X_train = X[X['boulder'].isin(train_boulders)]
y_train = y[X['boulder'].isin(train_boulders)]
X_test = X[X['boulder'].isin(test_boulders)]
y_test = y[X['boulder'].isin(test_boulders)]

# Ensure the datasets are not empty
print(f"Training set size: {X_train.shape[0]}")
print(f"Test set size: {X_test.shape[0]}")

In [None]:
X_test.head()

In [None]:
X_train['boulder'].unique()

In [None]:
X_train['participant'].unique()

In [None]:
X_test['boulder'].unique()

In [None]:
X_test['participant'].unique()

In [None]:
y_train

In [None]:
y_test

### 1.1 - Training the different models: Logistic Regression, Decision Tree, KNN and Random Forest

Now it could be, that the test set might contain labels that are not present in the training set, since the data was splitted accordingly to the different boulders. The test set contains all frames of boulder W3, and it's possible that there are new movement patterns that were not included in the training set containing boulder W1, W2 and W4.

In [None]:
# Initialize models
models = {
    "Logistic Regression": LogisticRegression(max_iter=1000),
    "Decision Tree": DecisionTreeClassifier(),
    "KNN": KNeighborsClassifier(),
    "Random Forest": RandomForestClassifier()
}

# Scale the features
scaler = StandardScaler()
X_train_scaled = scaler.fit_transform(X_train)
X_test_scaled = scaler.transform(X_test)

# Train and evaluate models
for name, model in models.items():
    print(f"Training {name}...")
    if name == "Logistic Regression":
        model.fit(X_train_scaled, y_train)
    else:
        model.fit(X_train, y_train)
    y_pred = model.predict(X_test_scaled if name == "Logistic Regression" else X_test)
    print(f"Evaluating {name}...")

- _MATERIAL_
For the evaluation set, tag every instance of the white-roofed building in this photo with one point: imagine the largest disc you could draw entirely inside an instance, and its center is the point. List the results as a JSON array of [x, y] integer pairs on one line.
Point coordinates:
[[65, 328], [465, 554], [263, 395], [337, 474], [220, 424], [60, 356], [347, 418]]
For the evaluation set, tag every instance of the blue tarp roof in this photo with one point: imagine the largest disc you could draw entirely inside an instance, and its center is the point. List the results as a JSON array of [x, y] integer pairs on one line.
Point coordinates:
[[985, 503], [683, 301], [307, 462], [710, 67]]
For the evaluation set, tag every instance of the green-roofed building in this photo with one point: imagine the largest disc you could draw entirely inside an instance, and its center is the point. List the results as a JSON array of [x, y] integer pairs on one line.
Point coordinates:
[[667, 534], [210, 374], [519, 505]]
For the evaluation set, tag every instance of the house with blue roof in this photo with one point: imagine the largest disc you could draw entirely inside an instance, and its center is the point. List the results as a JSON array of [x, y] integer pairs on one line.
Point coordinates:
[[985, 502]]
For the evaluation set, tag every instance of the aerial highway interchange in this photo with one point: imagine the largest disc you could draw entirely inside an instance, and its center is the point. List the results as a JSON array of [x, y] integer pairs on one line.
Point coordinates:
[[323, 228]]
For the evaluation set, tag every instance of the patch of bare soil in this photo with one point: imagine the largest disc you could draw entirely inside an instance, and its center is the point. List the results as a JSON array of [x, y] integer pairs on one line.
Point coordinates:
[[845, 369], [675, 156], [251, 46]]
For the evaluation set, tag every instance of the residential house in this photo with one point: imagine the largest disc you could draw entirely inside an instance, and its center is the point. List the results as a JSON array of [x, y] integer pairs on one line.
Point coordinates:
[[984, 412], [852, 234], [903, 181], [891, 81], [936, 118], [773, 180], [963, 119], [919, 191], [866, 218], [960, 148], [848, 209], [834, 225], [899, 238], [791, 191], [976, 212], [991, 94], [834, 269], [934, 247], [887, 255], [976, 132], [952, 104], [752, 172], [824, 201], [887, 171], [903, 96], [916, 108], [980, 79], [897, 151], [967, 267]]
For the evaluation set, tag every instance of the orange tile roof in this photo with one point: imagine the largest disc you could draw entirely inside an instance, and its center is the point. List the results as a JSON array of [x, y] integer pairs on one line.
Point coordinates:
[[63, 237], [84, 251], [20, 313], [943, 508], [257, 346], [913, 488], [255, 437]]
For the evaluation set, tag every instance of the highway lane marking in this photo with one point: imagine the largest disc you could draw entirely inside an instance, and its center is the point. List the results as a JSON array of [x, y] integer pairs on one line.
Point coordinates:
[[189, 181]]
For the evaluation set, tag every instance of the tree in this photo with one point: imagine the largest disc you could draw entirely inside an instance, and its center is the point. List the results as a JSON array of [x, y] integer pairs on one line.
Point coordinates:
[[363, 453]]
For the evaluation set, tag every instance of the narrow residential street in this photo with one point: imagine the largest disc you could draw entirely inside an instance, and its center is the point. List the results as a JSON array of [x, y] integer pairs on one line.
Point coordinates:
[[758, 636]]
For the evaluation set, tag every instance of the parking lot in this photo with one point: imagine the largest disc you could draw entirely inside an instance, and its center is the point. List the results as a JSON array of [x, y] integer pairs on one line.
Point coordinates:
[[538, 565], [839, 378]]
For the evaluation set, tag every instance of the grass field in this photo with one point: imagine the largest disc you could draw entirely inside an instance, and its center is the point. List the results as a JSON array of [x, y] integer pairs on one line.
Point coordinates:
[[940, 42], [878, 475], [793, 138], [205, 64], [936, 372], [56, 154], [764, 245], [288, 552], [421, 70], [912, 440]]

- _WORK REQUIRED_
Reproduce everything in the notebook excerpt above from "X_train_scaled = scaler.fit_transform(X_train)" down to "model.fit(X_train, y_train)".

- _SOLUTION TO THE PROBLEM_
X_train_scaled = scaler.fit_transform(X_train)
X_test_scaled = scaler.transform(X_test)

# Train and evaluate models
for name, model in models.items():
    print(f"Training {name}...")
    if name == "Logistic Regression":
        model.fit(X_train_scaled, y_train)
    else:
        model.fit(X_train, y_train)